Task 1:
Decide whether each statement below agrees with the passage on Dublin. For each, answer yes or no and quote the exact words of the passage that settle it.
(a) The writer needed years to see past Dublin's soft charm.
(b) Concern about beggars in Dublin was confined to one religious group.
(c) In the late eighteenth century, the law placed strong limits on how the underclass could be managed.
Task 2:
Rewrite the passage on Dublin from "The respectable classes" to "over the centuries.", changing "vagabonds" to "drifters".

Text for analysis:
******

I am so at home in Dublin, more than any other city, that I feel it has always been familiar to me. It took me years to see through its soft charm to its bitter prickly kernel - which I quite like too.

No Pussyfooting

 

The respectable classes of Dublin city have long expressed concern over the prevalence of alms-seekers, vagabonds and especially that creature most offensive to moral propriety: the sturdy beggar. It is a thread of outrage which transcends both religious affiliation and social class, uniting countless Dubliners over the centuries.

While approaches to the problem have varied through the years there have always been advocates of a “no nonsense” approach. Owing to the absence of much in the way of legal restraint, at least when it came to management of the underclass, things were easier in the late eighteenth century for those who desired to sort the problem “once and for all” and it was possible to take the type of “firm action” which today can only be dreamed of.

******

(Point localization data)
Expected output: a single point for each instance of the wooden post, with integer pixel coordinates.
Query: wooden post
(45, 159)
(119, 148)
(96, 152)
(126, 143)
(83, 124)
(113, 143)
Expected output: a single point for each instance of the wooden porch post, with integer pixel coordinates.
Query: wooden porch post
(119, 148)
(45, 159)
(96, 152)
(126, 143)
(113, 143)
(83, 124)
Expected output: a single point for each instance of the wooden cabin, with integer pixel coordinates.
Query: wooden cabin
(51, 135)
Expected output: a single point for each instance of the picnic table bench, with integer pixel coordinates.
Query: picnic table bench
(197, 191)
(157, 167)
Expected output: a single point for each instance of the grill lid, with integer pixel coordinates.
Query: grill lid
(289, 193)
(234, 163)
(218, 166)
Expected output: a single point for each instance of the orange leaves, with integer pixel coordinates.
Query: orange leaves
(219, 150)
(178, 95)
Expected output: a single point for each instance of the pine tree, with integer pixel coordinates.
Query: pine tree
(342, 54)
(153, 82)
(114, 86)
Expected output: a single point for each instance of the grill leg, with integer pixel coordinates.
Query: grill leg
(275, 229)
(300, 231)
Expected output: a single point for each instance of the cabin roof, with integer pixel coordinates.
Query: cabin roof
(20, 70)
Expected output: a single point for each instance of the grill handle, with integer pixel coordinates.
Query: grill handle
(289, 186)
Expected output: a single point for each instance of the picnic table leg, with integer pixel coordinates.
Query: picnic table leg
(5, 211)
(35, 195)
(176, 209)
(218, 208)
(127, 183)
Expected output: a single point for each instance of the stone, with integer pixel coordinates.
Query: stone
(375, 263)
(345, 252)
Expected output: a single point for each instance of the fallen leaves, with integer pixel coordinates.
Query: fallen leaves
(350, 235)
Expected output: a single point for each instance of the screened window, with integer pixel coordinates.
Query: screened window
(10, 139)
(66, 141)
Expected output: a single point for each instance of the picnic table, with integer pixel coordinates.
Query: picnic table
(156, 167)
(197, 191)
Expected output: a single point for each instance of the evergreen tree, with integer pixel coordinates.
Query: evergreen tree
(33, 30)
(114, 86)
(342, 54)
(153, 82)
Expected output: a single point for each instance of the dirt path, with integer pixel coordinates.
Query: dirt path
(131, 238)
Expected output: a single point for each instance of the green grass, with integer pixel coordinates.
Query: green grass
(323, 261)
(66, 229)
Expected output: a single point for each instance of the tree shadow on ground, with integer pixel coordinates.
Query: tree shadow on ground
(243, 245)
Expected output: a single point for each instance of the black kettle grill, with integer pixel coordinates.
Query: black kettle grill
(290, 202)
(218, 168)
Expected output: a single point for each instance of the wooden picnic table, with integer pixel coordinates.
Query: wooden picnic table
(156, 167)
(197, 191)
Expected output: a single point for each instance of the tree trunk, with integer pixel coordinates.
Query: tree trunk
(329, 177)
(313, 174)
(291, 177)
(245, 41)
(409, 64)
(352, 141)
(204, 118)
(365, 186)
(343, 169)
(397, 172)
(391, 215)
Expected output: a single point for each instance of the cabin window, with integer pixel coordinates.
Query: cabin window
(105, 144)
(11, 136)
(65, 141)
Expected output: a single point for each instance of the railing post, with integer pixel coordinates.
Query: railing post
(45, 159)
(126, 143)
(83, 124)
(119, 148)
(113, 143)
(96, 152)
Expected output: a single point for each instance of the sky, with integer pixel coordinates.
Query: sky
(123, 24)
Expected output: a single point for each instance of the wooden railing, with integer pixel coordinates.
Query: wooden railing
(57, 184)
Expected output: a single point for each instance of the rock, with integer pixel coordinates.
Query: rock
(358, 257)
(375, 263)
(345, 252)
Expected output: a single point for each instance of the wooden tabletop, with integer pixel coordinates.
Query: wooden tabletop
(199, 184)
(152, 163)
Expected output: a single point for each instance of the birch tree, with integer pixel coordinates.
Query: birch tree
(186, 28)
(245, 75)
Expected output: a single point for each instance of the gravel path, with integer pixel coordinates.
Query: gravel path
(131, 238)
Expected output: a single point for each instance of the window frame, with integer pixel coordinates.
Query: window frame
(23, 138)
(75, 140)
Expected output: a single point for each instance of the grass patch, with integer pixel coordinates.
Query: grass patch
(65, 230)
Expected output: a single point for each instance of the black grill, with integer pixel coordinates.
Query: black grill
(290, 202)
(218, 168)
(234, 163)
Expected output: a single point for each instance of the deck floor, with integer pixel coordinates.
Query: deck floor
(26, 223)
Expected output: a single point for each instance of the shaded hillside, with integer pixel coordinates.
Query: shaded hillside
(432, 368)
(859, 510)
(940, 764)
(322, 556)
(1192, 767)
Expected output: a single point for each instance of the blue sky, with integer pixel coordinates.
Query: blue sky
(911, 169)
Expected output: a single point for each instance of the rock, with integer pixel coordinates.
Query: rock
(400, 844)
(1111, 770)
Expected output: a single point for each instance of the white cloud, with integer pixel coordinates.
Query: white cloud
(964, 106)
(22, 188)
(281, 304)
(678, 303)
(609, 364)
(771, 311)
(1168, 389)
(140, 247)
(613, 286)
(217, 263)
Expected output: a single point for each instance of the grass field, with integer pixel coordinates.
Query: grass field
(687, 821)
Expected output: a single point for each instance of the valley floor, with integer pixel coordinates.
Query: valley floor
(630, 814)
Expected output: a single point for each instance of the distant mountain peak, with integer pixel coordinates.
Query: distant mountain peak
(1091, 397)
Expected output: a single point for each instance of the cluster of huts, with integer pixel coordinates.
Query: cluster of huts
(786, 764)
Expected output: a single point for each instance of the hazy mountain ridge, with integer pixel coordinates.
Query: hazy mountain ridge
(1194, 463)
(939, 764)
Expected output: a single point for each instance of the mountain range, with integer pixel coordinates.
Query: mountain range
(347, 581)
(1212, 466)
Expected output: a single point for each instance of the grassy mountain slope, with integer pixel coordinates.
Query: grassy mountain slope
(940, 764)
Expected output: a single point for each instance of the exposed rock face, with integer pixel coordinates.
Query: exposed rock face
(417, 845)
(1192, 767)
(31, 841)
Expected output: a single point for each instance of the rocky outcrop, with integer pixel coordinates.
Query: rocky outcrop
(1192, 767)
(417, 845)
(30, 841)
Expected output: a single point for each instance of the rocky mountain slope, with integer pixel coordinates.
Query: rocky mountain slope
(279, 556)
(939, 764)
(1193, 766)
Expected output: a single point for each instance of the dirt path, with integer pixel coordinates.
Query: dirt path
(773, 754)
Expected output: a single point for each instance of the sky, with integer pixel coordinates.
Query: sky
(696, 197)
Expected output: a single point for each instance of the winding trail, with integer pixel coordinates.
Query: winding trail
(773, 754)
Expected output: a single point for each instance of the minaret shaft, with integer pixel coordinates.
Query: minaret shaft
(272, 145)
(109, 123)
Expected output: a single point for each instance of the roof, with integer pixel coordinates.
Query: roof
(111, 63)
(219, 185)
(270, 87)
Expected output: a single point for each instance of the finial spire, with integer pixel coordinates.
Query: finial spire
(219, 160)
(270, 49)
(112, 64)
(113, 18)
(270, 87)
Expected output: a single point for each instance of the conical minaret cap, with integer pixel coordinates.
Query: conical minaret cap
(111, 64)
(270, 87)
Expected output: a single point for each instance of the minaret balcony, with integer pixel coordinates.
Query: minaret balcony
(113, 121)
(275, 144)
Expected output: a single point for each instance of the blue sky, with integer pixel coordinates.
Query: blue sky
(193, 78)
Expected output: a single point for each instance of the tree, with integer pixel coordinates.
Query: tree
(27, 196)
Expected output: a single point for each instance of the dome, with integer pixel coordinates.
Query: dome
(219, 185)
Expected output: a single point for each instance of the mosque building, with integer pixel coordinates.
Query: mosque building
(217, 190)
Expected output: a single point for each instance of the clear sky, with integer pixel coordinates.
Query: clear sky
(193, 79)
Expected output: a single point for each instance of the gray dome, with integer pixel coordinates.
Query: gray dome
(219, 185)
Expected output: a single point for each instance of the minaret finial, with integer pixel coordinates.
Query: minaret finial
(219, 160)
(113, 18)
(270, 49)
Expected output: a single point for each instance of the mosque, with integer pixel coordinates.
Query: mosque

******

Final answer 1:
(a) Yes: "It took me years to see through its soft charm to its bitter prickly kernel"
(b) No: "It is a thread of outrage which transcends both religious affiliation and social class"
(c) No: "Owing to the absence of much in the way of legal restraint, at least when it came to management of the underclass"

Final answer 2:
The respectable classes of Dublin city have long expressed concern over the prevalence of alms-seekers, drifters and especially that creature most offensive to moral propriety: the sturdy beggar. It is a thread of outrage which transcends both religious affiliation and social class, uniting countless Dubliners over the centuries.